Reproduisez mot pour mot le passage de l'article sur la série allant de « Un solide bouclier » à « dérives ou aveuglements. ».

**Extrait du document:**
#####

Cette œuvre est aussi un drame sentimental. Brillante, déterminée, mystérieuse, Olivia mène son cabinet d’une main de fer. Toujours tirée à quatre épingles, elle se veut imperméable aux émotions. Mais, l’amour la rend transparente et vulnérable. Surtout qu’elle adore ses deux parents séparés et reste éperdument amoureuse du locataire de la Maison Blanche dont la vie conjugale est aussi un désastre avec une épouse visiblement plus ambitieuse que lui, mais pas plus fidèle que lui.

 

Un «Super homme» ordinaire !

La «First Lady» va jusqu’à pousser son époux à faire revenir sa maîtresse, donc sa rivale, pour lui donner une chance de briguer un second mandat. Tous les ingrédients sont donc réunis pour la multiplication des scandales aussi bien à la Maison Blanche que dans l’entourage d’Olivia.

Vous vous demandez sans doute pourquoi nous vous ennuyons avec ces commentaires. Tout simplement parce que, à notre humble avis, cette série n’a rien à envier aux cours de sciences politiques dispensés dans les meilleures universités du monde. Elle nous enseigne beaucoup de choses sur les tumultes et les «petits arrangements» de la vie politique américaine.

 

Qui est réellement le président des Etats-Unis ? Quelles sont les relations entre la Maison Blanche, le Congrès, le Senat et la Cour Suprême ? Quels sont les indicateurs des rapports de force entre les institutions fédérales ? Quel est le poids réel d’un président américain ? Qu’est-ce qui fait la puissance des lobbies ? Des questions qui trouvent des réponses magistrales dans cette série captivante.

 

Si dans les relations internationales, le président des USA peut paraître un «Super homme», il est souvent très fragile à l’interne. Sur ce plan, il demeure un homme «normal» comme tout autre avec ses forces et faiblesses, ses problèmes conjugaux, ses défaillances sentimentales, ses déboires familiaux, ses convictions politiques, ses dérives autoritaires… On s’en était d’ailleurs rendu compte lors de la présidence de Bill Clinton avec la sulfureuse affaire «Monicagate». Il est exposé aux magouilles politiques comme n’importe quel autre président sur cette terre.

 

Un solide bouclier d’experts

En dehors de sa personnalité et de son expérience politique, la vraie force d’un «US President», c’est son cabinet. S’il ne veut pas être emporté par des turbulences politiques, il doit avoir le flair de s’entourer de collaborateurs dévoués et compétents, loyaux et discrets, prêts à aller au charbon, se sacrifier pour lui dans tous les sens du terme. Cette équipe est le véritable bouclier le protégeant de ses adversaires politiques, des scandales et aussi de lui-même, c’est-à-dire, ses propres dérives ou aveuglements.

#####

**Enregistrements:**
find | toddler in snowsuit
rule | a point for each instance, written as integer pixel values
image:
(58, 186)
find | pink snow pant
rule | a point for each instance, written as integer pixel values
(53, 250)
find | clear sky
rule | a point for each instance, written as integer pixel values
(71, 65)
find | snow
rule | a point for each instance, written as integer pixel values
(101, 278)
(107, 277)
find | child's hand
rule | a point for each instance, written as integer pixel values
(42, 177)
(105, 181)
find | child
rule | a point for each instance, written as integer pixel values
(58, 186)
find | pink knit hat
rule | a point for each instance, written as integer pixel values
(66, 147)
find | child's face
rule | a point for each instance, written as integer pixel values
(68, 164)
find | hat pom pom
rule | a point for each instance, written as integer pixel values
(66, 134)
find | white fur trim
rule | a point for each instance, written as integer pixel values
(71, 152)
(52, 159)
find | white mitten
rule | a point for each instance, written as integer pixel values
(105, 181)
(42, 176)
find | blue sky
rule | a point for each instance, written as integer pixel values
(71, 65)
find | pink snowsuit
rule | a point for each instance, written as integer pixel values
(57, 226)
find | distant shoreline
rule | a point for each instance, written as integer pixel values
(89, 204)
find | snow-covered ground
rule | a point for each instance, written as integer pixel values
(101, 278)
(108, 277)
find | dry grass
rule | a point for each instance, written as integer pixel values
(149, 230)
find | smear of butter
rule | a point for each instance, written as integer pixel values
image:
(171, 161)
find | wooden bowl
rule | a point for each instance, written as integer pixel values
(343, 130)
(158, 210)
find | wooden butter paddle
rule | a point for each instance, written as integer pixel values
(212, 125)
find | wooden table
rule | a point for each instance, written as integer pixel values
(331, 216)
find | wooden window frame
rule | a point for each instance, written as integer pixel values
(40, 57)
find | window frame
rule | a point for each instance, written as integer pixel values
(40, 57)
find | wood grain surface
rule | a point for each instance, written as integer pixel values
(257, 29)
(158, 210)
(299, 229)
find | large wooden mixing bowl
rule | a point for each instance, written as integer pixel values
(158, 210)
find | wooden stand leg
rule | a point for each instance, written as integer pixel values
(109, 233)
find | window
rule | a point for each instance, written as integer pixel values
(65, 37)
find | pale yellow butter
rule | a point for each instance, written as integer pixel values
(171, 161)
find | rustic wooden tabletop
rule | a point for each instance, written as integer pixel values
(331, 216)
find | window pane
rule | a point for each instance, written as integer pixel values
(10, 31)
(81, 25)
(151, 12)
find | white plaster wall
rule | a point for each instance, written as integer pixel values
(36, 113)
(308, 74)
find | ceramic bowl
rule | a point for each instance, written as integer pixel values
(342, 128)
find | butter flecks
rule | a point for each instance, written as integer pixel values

#####

**Corrigé:**
Un solide bouclier d’experts

En dehors de sa personnalité et de son expérience politique, la vraie force d’un «US President», c’est son cabinet. S’il ne veut pas être emporté par des turbulences politiques, il doit avoir le flair de s’entourer de collaborateurs dévoués et compétents, loyaux et discrets, prêts à aller au charbon, se sacrifier pour lui dans tous les sens du terme. Cette équipe est le véritable bouclier le protégeant de ses adversaires politiques, des scandales et aussi de lui-même, c’est-à-dire, ses propres dérives ou aveuglements.